(Dataset rows)
--------------------------------------------------

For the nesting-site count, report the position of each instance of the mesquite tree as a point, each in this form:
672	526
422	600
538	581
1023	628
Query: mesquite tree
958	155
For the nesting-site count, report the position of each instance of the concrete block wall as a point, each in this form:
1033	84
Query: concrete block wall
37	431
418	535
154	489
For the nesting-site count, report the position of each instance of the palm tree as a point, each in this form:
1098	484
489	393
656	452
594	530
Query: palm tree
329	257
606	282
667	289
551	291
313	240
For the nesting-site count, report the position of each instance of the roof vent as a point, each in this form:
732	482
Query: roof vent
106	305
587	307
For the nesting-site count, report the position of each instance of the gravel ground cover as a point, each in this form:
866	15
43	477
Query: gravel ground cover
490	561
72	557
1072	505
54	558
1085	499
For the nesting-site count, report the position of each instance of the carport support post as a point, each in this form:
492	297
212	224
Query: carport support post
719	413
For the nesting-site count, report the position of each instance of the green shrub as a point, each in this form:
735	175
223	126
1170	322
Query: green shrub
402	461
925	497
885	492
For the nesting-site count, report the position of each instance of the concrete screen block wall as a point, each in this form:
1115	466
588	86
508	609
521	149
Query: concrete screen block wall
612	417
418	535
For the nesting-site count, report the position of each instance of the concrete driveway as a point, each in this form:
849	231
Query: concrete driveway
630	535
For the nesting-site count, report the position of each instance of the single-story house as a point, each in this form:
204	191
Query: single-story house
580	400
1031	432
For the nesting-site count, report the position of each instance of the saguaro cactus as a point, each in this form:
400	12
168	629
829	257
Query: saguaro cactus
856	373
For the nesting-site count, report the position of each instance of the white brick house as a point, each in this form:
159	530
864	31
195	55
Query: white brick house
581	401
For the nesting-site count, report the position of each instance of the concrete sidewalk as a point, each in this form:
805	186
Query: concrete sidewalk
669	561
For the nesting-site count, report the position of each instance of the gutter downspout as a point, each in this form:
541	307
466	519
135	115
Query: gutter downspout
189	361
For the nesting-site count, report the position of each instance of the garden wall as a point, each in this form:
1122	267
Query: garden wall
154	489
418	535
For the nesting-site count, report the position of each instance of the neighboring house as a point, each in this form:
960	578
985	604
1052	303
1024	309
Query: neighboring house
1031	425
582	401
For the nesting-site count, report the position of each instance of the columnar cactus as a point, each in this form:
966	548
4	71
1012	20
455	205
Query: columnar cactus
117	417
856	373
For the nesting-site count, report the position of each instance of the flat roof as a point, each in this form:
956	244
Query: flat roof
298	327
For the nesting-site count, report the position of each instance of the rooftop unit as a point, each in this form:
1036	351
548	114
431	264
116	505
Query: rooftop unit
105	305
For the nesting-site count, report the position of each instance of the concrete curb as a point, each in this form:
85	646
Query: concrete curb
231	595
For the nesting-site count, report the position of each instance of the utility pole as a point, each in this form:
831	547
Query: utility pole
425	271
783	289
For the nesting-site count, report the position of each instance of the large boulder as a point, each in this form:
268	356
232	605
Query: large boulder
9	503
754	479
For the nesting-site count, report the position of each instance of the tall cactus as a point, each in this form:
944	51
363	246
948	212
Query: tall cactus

--------------------------------------------------

:: Exercise ::
Could you turn all of the data above into a numbered list, leaving out any blank lines?

:: Exercise response ::
1. For the nesting-site count, report the position of each instance of the mesquite tree as a point, each in this form:
2. 672	526
3. 422	600
4. 538	581
5. 1023	628
6. Query: mesquite tree
7. 958	155
8. For the nesting-site count, report the position of each instance of the concrete block wall as a point, each in this form:
9. 1033	84
10. Query: concrete block wall
11. 37	431
12. 418	535
13. 154	489
14. For the nesting-site count, report the position of each instance of the palm tree as a point, each in this form:
15. 1098	484
16. 489	393
17. 656	452
18. 594	530
19. Query: palm tree
20. 329	257
21. 606	282
22. 667	289
23. 551	291
24. 313	240
25. For the nesting-site count, report the position of each instance of the roof vent as a point, each in this form:
26. 732	482
27. Query: roof vent
28. 106	305
29. 587	307
30. For the nesting-site count, report the position of each instance of the gravel ground cover as a point, each in this form:
31. 866	15
32. 43	477
33. Query: gravel ground cover
34. 490	561
35. 72	557
36. 1072	505
37. 54	558
38. 1085	499
39. For the nesting-site count, report the position of each instance of the carport support post as a point, each in this form:
40. 492	297
41. 212	224
42. Query: carport support post
43. 719	413
44. For the nesting-site count, report the position of each instance of the green shrub as a point, each in this form:
45. 735	175
46. 223	126
47. 1170	322
48. Query: green shrub
49. 402	461
50. 925	497
51. 885	492
52. For the nesting-site count, report the position of each instance of the concrete screen block wall as a point, each in this form:
53. 1115	466
54. 588	86
55. 508	609
56. 521	149
57. Query: concrete screen block wall
58. 612	417
59. 418	535
60. For the nesting-site count, report the position of each instance of the concrete driveway as a point, each in this form:
61. 849	231
62. Query: concrete driveway
63. 630	535
64. For the nesting-site count, report the position of each instance of the single-story house as a point, each in this form:
65. 204	191
66. Query: single-story house
67. 580	400
68. 1031	432
69. For the nesting-site count, report the position of each instance of the saguaro cactus as a point, each in this form:
70. 400	12
71. 168	629
72. 829	257
73. Query: saguaro cactus
74. 856	373
75. For the nesting-site count, report the position of each instance of the white brick house as a point, each in this form:
76. 159	530
77. 864	31
78. 195	55
79. Query: white brick house
80. 581	401
81. For the nesting-site count, report the position of each instance of the concrete sidewalk as a point, each in this form:
82. 805	186
83. Query: concrete sidewalk
84. 669	561
85. For the nesting-site count, report the position of each instance of the gutter downspout as a point, each in this form:
86. 541	307
87. 466	519
88. 135	115
89. Query: gutter downspout
90. 189	361
91. For the nesting-site count, report the position of each instance of the garden wall as a point, each in this form:
92. 1122	267
93. Query: garden wall
94. 154	489
95. 418	535
96. For the nesting-site count, report the position of each instance of the neighboring house as a point, each in this form:
97. 960	578
98. 985	604
99. 1052	303
100. 1024	309
101. Query: neighboring house
102. 1031	425
103. 582	401
104. For the nesting-site count, report the position of each instance of the columnar cactus as a point, each in this form:
105. 966	548
106. 4	71
107. 1012	20
108. 455	205
109. Query: columnar cactus
110. 117	417
111. 856	373
112. For the nesting-site count, report the position of each instance of the flat roof as a point, each in this form:
113. 956	244
114. Query: flat roof
115. 298	327
116. For the nesting-site count, report the position of each instance of the rooftop unit as a point, each in this form:
117. 1036	351
118. 548	114
119. 431	264
120. 116	505
121. Query: rooftop unit
122. 105	305
123. For the nesting-site count, report the position of each instance of the concrete curb as a point, each in this form:
124. 85	646
125. Query: concrete curb
126. 231	595
127. For the nesting-site count, report the position of each instance of the utility pole as a point, each in this form:
128. 831	547
129. Query: utility pole
130. 425	271
131. 783	289
132. For the nesting-site count, report the position of each instance of the large boulder as a point, each in this form:
133. 268	356
134. 232	605
135. Query: large boulder
136. 9	503
137. 754	479
138. For the nesting-site count, report the position of each instance of the tall cactus as a point, each in this form:
139. 944	51
140. 363	246
141. 948	212
142. Query: tall cactus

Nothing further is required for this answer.